Quick Install (Recommended)

# Create and activate environment
conda create -n ecolityper -c conda-forge -c bioconda -c bbeckley-hub ecolityper -y
conda activate ecolityper

🐳 Docker Installation (Alternative)

If you prefer a containerized environment or cannot install Conda, use our Docker image. It includes all dependencies and pre‑configured databases – no setup required. Run the complete E. coli typing pipeline with zero installation – just Docker.

🚀 Quick Start

Pull the image

docker pull bbeckleyhub/ecolityper:latest

Run on a single FASTA file

docker run --rm -v $(pwd):/data bbeckleyhub/ecolityper:latest -i "/data/genome.fna" -o /data/output

After the run, output files are owned by root on your host. To reclaim ownership:

sudo chown -R $USER:$USER ./output

Run on all FASTA files in the current directory

docker run --rm -v $(pwd):/data bbeckleyhub/ecolityper:latest -i "/data/*.fna" -o /data/output

📖 Detailed Usage

Basic syntax

docker run --rm -v $(pwd):/data bbeckleyhub/ecolityper:latest [ECOLITYPER_OPTIONS]

--rm : remove container after exit
-v $(pwd):/data : mount current directory to /data inside container
Input files must be under /data (e.g., /data/*.fna)
Output directory must also be under /data (e.g., /data/output)

All EcoliTyper options work

docker run --rm -v $(pwd):/data bbeckleyhub/ecolityper:latest \
  -i "/data/*.fna" -o /data/output \
  --threads 8 --skip-visualization

Using custom threads

docker run --rm -v $(pwd):/data bbeckleyhub/ecolityper:latest \
  -i "/data/*.fna" -o /data/output -t 16

🔧 Handling File Permissions (The “Padlock” Issue)

_ _ _ _ _ _ _

**Complete the following:**
**1.** In the EcoliTyper installation text, what does the --rm option do?
**2.** List every channel that the conda create command in the EcoliTyper installation text passes with the -c flag.
**3.** Copy the EcoliTyper installation text between "Basic syntax" and "under /data (e.g., /data/output)", inclusive.
The rows are separate material, apart from the EcoliTyper installation text.

**Dataset:**
_ _ _ _ _ _ _

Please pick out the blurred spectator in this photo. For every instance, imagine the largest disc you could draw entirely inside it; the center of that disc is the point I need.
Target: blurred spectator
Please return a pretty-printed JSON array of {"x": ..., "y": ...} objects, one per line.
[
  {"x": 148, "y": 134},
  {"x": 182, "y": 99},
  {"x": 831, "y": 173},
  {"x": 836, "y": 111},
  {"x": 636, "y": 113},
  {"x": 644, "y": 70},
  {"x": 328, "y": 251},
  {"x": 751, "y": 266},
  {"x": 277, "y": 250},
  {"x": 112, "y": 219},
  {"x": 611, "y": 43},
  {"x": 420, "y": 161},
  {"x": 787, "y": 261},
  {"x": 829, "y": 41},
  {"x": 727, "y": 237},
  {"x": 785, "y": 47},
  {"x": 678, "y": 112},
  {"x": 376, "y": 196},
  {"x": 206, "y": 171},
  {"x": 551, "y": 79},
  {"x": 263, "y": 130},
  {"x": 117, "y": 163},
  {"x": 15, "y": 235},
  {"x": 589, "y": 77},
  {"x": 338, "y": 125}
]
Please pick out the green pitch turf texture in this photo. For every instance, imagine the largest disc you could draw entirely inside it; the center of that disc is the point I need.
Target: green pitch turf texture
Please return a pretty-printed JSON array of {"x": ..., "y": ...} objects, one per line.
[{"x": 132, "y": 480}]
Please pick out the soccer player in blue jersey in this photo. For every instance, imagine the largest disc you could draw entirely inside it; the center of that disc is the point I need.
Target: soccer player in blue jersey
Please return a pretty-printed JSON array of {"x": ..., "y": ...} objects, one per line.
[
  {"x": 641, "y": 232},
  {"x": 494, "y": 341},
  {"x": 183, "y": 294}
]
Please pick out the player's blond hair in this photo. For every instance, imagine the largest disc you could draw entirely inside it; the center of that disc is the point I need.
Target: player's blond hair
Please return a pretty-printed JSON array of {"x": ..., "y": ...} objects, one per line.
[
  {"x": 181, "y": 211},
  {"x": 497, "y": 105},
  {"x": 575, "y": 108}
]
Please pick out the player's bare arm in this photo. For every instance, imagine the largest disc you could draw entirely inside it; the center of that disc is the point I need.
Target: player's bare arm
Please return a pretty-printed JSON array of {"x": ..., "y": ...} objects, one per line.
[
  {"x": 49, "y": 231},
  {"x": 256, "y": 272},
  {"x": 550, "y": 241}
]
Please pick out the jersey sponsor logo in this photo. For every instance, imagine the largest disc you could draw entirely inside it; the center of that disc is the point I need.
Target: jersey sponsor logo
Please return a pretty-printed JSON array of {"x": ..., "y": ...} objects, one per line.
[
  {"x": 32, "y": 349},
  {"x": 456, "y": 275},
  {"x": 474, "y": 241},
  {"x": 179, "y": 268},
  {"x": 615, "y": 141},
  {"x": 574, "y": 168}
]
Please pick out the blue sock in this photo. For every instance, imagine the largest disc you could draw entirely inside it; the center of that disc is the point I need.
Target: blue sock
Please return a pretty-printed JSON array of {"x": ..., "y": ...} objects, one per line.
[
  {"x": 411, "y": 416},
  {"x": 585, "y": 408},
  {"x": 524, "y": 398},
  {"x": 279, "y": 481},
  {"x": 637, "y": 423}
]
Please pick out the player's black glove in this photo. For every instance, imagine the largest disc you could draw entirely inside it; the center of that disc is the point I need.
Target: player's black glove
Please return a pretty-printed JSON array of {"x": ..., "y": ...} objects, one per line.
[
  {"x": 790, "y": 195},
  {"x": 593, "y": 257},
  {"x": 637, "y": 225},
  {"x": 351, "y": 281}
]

_ _ _ _ _ _ _

**Answers:**
**1.** It removes the container after exit.

**2.** conda-forge, bioconda, bbeckley-hub

**3.**
Basic syntax

docker run --rm -v $(pwd):/data bbeckleyhub/ecolityper:latest [ECOLITYPER_OPTIONS]

--rm : remove container after exit
-v $(pwd):/data : mount current directory to /data inside container
Input files must be under /data (e.g., /data/*.fna)
Output directory must also be under /data (e.g., /data/output)